RECORDS FOR THE EXERCISE start
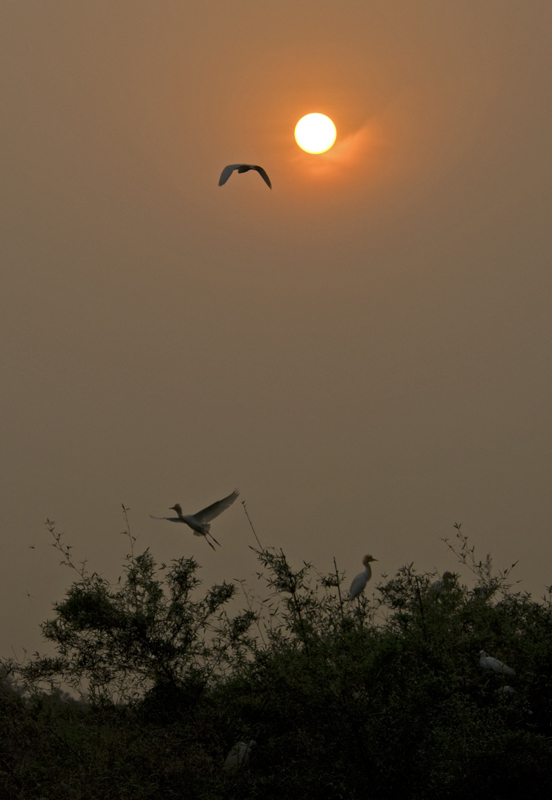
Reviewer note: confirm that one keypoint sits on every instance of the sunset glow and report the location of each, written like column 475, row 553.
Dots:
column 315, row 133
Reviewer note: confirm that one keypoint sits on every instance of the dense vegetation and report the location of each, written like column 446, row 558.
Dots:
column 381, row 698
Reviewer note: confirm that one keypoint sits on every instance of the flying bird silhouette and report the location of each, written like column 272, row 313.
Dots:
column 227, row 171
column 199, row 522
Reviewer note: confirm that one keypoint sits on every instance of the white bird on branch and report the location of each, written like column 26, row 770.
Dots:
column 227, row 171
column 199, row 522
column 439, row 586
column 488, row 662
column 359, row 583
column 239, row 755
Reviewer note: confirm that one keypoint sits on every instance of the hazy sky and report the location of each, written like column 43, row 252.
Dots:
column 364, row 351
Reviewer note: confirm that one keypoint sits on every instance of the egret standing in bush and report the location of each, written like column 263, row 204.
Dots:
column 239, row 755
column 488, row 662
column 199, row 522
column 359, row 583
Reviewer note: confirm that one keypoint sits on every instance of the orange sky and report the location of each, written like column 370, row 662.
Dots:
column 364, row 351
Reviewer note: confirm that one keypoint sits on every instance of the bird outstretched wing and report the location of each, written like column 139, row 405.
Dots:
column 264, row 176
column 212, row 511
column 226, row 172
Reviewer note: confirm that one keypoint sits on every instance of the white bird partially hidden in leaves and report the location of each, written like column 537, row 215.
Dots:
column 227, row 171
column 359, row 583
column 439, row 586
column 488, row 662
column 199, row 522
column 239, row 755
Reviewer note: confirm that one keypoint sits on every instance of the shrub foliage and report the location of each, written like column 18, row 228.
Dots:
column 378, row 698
RECORDS FOR THE EXERCISE end
RECORDS FOR THE EXERCISE start
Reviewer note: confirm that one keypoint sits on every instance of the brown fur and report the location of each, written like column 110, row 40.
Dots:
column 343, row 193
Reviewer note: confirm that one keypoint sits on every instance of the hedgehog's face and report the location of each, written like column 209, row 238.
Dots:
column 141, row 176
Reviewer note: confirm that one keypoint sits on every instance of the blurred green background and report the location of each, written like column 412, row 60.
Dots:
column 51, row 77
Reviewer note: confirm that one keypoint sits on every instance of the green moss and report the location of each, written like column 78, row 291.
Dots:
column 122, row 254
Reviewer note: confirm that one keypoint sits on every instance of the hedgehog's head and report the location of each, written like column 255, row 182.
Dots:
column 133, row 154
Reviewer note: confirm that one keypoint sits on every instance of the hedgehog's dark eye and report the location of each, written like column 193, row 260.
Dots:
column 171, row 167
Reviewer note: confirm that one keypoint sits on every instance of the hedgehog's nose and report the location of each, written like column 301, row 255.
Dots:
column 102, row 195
RECORDS FOR THE EXERCISE end
◆ GIVEN PROBLEM:
Quote the lines of the data above, starting with the line containing "78, row 291." and ending with the line containing "column 133, row 154", including both.

◆ CORRECT RESPONSE:
Reviewer note: confirm that one keypoint sits on every instance of the green moss and report the location of each, written like column 78, row 291.
Dots:
column 122, row 254
Reviewer note: confirm that one keypoint sits on every instance of the hedgehog's head and report the location of each, written like column 255, row 182.
Dots:
column 133, row 154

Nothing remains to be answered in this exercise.